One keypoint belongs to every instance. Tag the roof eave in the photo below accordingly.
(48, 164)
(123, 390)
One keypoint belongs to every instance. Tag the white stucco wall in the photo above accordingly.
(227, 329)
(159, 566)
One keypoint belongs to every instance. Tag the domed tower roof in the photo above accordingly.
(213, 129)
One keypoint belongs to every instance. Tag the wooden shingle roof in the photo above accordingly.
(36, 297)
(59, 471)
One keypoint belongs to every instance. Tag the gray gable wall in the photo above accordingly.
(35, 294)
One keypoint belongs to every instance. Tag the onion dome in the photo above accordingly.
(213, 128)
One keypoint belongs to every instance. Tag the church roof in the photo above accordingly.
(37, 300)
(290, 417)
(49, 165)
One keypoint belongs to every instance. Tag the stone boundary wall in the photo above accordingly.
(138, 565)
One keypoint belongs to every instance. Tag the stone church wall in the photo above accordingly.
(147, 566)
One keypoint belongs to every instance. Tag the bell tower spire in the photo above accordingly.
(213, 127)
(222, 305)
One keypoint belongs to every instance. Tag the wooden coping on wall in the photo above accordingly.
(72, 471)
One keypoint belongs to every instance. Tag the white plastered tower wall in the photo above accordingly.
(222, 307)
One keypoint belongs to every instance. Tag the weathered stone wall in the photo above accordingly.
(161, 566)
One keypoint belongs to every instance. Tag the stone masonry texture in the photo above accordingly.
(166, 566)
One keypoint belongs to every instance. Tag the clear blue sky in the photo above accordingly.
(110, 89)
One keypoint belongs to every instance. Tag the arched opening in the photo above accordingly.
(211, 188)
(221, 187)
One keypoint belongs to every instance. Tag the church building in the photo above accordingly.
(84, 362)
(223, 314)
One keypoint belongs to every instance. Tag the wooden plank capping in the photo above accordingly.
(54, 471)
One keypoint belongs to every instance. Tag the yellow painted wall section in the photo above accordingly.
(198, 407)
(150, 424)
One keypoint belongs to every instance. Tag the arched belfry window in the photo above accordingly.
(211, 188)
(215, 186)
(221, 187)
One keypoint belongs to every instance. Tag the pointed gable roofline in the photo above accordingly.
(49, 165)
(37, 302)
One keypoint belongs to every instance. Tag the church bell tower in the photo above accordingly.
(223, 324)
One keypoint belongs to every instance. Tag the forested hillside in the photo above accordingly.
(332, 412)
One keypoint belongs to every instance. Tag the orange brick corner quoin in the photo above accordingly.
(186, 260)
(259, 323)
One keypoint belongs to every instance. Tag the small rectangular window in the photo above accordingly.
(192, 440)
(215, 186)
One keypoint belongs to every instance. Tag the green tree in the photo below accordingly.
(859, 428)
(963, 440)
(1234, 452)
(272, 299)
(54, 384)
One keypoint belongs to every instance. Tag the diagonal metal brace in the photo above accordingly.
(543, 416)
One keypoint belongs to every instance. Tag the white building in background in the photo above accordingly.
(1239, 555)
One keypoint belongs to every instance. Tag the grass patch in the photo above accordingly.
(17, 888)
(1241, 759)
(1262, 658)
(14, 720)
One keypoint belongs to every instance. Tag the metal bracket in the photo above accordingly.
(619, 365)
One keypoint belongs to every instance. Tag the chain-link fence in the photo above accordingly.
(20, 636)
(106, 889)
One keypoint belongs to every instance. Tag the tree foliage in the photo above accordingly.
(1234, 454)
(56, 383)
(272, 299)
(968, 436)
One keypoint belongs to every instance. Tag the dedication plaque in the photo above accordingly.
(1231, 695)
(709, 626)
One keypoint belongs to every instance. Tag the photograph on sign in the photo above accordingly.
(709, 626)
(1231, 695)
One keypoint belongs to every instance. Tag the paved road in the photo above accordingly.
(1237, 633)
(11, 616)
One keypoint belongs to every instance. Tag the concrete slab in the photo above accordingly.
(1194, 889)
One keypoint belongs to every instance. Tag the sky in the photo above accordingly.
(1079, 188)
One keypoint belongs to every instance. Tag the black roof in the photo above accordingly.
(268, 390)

________________

Work order – Restate the data above word for word, omitting nothing.

Result for this exercise –
One keypoint belongs to every instance. Tag the roof eave in the photo below accordingly.
(48, 164)
(123, 390)
One keypoint belongs to every instance. Tag the white stucco wall in the photo above accordingly.
(227, 329)
(159, 566)
One keypoint belongs to every instance. Tag the domed tower roof in the photo above accordingly.
(213, 129)
One keypoint belongs to every instance. Tag the wooden shingle roof in the photo above accordingly.
(36, 297)
(59, 471)
One keypoint belongs to every instance. Tag the gray gable wall in the photo above accordingly.
(35, 294)
One keypoint belongs to every instance. Tag the onion dome in the photo above accordingly.
(213, 128)
One keypoint belongs to every instance. Tag the church roof in the photo above accordingly.
(37, 300)
(290, 417)
(49, 165)
One keypoint belongs to every instance. Tag the stone boundary wall in the photo above accordingly.
(138, 565)
One keypoint belongs to every instance. Tag the stone church wall in the photo above accordingly.
(147, 566)
One keypoint belongs to every instance. Tag the bell tower spire in the photo above accordingly.
(213, 127)
(222, 305)
One keypoint belongs to every instance. Tag the wooden coping on wall in the photo above accordingly.
(72, 471)
One keypoint belongs to every instance. Tag the white plastered tower wall in the photo above accordingly.
(222, 307)
One keypoint belongs to every instance. Tag the weathered stone wall in the photo above accordingly.
(161, 566)
One keypoint belongs to every instance. Tag the stone masonry texture in the photo above accordingly.
(166, 566)
One keypoint belongs to every instance. Tag the clear blue sky in the photo above accordingly.
(110, 89)
One keypoint belongs to every instance. Tag the arched opening in the photo above accordingly.
(211, 188)
(221, 187)
One keypoint belongs to every instance. Tag the church building in the photo above accordingly.
(84, 362)
(223, 314)
One keypoint belongs to every instance. Tag the wooden plank capping in the photo above accordingly.
(54, 471)
One keypoint belongs to every instance. Tag the yellow painted wall section in the photo above accordingly.
(198, 407)
(150, 424)
One keypoint belongs to every instance. Tag the arched belfry window in the photo above accordingly.
(211, 188)
(215, 186)
(221, 187)
One keypoint belongs to every instance. Tag the pointed gable roofline in the photo above accordingly.
(49, 165)
(37, 302)
One keypoint belongs to every instance. Tag the church bell tower in the photo above accordingly.
(223, 324)
One keypoint belongs to every instance. Tag the forested hillside in the photo above accordingly.
(332, 412)
One keypoint belongs to every instance. Tag the orange brick corner quoin in the photo above accordingly.
(186, 260)
(259, 323)
One keypoint belongs to every instance. Tag the small rectangular window in the photo above accordingly.
(192, 440)
(215, 186)
One keypoint belongs to every instance. Tag the green tree in the photo below accordingly.
(859, 428)
(963, 440)
(1234, 452)
(272, 299)
(54, 384)
One keypoint belongs to every instance. Tag the diagonal metal brace in the photo above accordingly.
(543, 416)
One keypoint belongs to every instance. Tag the white building in background in the photo above accordingly.
(1239, 555)
One keypoint belongs to every instance. Tag the grass patch in the photo above accordingly.
(17, 888)
(1241, 759)
(1262, 658)
(14, 720)
One keypoint belongs to every instance. Tag the metal bracket in the photo above accordingly.
(619, 365)
One keypoint belongs to every instance. Tag the chain-link fence in the photo above accordingly.
(20, 636)
(106, 889)
One keypoint belongs to every instance. Tag the tree foliage in the photo above accordingly.
(1234, 454)
(56, 383)
(272, 299)
(968, 436)
One keypoint belongs to every instance. Tag the dedication plaque in the photo above accordingly.
(1231, 695)
(709, 626)
One keypoint belongs to every instance. Tag the photograph on sign in the photo above accordingly.
(709, 626)
(1231, 695)
One keypoint belongs to every instance. Tag the paved road in the photo above accordingly.
(1237, 633)
(11, 616)
One keypoint belongs to every instance. Tag the concrete slab in the photo above accordingly.
(1194, 889)
One keypoint belongs to every instance. Tag the sky in the photo above accordingly.
(1079, 188)
One keypoint belongs to every instance. Tag the black roof in the photo above accordingly.
(268, 390)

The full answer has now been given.